[DATA FOR REVIEW]

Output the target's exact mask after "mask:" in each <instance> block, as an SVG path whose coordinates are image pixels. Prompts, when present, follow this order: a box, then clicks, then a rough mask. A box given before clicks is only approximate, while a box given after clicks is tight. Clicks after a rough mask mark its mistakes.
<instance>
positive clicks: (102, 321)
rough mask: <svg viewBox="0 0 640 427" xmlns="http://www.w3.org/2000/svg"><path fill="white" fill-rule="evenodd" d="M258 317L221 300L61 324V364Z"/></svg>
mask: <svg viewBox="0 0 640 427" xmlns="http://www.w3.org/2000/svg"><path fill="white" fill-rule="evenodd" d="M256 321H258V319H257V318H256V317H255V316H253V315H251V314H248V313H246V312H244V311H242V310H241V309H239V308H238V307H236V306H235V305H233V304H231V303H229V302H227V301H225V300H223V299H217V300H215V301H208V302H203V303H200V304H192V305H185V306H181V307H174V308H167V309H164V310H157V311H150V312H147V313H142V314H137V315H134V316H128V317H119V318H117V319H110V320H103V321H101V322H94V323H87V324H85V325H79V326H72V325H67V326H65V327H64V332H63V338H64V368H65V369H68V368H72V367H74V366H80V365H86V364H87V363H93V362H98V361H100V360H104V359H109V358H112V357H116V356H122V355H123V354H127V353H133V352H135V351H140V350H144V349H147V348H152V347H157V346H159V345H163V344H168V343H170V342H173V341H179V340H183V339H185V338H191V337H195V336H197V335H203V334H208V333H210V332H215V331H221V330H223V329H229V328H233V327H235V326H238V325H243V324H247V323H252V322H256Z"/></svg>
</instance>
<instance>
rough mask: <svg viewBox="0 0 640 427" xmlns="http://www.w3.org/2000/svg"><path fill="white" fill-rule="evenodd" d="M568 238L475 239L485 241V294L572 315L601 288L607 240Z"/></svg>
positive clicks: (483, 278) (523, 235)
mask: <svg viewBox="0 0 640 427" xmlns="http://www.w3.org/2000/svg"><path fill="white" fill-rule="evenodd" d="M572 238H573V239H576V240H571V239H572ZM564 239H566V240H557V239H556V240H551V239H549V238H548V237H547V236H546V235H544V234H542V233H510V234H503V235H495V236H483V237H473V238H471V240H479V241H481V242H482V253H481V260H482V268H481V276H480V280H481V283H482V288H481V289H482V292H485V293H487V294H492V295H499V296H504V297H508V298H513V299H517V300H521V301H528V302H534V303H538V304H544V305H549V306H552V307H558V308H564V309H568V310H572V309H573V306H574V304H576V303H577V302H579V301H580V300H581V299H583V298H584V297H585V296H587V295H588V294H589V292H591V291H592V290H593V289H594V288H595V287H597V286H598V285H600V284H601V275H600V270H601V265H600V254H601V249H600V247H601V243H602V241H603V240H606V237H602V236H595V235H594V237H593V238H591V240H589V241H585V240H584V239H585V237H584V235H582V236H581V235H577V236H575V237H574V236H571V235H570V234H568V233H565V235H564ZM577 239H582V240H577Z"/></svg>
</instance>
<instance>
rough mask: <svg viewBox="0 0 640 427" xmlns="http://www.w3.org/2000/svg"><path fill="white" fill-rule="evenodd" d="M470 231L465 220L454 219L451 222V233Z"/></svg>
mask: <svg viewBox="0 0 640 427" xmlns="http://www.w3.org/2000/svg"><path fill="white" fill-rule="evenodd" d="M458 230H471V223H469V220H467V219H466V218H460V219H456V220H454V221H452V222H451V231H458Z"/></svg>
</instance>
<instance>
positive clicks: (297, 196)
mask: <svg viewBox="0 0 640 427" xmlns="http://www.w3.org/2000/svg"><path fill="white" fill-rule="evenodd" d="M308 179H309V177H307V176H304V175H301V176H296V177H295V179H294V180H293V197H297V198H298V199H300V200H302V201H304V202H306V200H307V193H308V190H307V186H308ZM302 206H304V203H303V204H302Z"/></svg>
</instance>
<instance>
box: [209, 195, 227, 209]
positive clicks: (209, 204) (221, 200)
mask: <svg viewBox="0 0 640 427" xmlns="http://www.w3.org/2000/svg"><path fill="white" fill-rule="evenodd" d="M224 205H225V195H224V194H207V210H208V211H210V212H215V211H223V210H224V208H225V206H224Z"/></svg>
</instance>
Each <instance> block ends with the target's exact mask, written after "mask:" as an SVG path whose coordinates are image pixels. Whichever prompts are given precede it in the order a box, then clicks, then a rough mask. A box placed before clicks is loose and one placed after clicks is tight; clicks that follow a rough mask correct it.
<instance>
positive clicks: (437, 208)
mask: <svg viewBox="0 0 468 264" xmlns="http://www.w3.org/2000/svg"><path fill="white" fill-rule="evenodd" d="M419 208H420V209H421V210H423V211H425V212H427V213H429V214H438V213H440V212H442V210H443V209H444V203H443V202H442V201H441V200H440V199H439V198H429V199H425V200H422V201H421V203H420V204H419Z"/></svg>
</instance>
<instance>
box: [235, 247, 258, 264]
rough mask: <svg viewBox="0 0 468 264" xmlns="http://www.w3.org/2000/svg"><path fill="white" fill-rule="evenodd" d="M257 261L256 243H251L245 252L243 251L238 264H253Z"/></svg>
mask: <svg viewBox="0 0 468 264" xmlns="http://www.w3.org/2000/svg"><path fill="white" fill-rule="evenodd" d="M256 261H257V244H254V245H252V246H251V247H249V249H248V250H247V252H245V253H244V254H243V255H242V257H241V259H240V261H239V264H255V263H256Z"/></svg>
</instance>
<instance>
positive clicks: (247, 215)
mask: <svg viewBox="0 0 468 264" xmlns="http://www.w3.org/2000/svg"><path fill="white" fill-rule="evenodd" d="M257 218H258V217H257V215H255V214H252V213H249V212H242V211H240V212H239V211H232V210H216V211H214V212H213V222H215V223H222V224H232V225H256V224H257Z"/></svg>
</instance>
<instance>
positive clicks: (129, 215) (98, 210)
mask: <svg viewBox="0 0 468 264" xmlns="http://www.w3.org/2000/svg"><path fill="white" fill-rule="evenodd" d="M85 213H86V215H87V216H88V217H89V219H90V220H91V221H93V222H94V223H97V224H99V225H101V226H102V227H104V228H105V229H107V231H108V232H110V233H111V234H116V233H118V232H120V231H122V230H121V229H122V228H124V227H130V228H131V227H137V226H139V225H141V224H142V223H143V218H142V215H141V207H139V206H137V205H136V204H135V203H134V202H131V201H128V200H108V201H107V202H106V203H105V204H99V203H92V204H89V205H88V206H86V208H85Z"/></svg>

[/DATA FOR REVIEW]

→ **TASK TO CARRY OUT**: Show every line of the listing above that contains the string "positive". Case counts.

→ **EXERCISE SOLUTION**:
positive clicks: (102, 321)
positive clicks: (483, 278) (523, 235)
positive clicks: (297, 196)
positive clicks: (209, 204) (221, 200)
positive clicks: (437, 208)
positive clicks: (247, 215)
positive clicks: (129, 215) (98, 210)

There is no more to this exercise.